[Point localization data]
□ □ □ □ □

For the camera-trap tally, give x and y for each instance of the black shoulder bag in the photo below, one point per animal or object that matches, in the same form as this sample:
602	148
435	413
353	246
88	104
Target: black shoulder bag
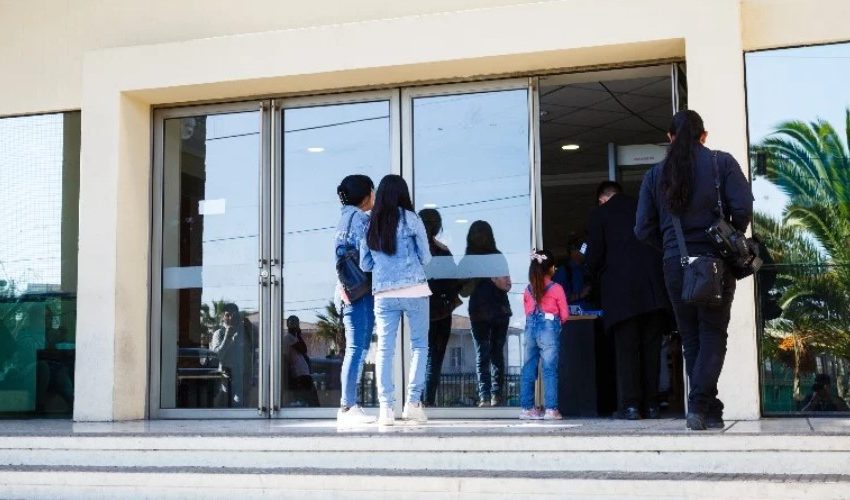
354	280
702	276
740	252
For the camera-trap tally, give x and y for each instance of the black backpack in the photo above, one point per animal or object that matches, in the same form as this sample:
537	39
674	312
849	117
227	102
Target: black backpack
354	280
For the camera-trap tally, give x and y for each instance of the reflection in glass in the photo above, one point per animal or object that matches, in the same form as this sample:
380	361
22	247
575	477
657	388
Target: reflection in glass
471	164
801	172
39	174
210	250
321	145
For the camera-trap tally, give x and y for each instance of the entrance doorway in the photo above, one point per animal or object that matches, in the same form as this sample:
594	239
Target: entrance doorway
244	318
595	127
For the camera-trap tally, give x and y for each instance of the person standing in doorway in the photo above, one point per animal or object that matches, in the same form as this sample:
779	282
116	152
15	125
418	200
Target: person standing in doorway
441	272
357	195
634	299
683	186
489	308
396	252
546	310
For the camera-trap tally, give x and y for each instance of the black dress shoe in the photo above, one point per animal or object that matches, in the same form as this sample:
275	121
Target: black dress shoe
630	413
714	422
695	421
653	412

□ □ □ □ □

Task objective ▸ From the first line to the last, return the records exactly and leave the pictures behind.

Answer box ▸
For the camera-trap tally, give x and y for each instance of the black shoulder bag in the photo below, one point per animal or object that matches, in the same form as this sample:
602	148
435	413
353	246
88	104
Target: black shoulder bag
354	280
702	276
740	252
For the camera-trap tally, give x and y for each instance of the black backpack in the photo above, one point per animal or object that matches, in the same form as this sample:
537	39
674	312
849	117
227	102
Target: black backpack
354	280
For the camera-trap tally, give x and y for each instance of the reflection in glass in the photo above, one point per animal or object that matches, in the same form as this sample:
380	361
22	247
575	477
657	388
Target: reflection in glass
471	164
801	172
39	174
210	250
321	145
For the camera-trap tally, give x and y for each instance of the entrance doorway in the photo above, one point per animal or object that matches, in the same form as this sample:
594	239
Target: entrance doorway
244	318
595	127
For the camera-trap tally, give x and y for each instance of the person standing in doorway in the photo above, one point per animal or object that matches, in the same form as this sample:
779	282
116	152
15	125
418	200
Target: person standing in doorway
441	272
357	195
634	299
683	186
489	308
396	252
546	310
For the camera-trap tally, give x and y for each instance of the black dress shoe in the photo above, one point per animal or object that matches, in the same form as this sample:
275	121
Target: black dress shoe
630	413
714	422
695	421
653	412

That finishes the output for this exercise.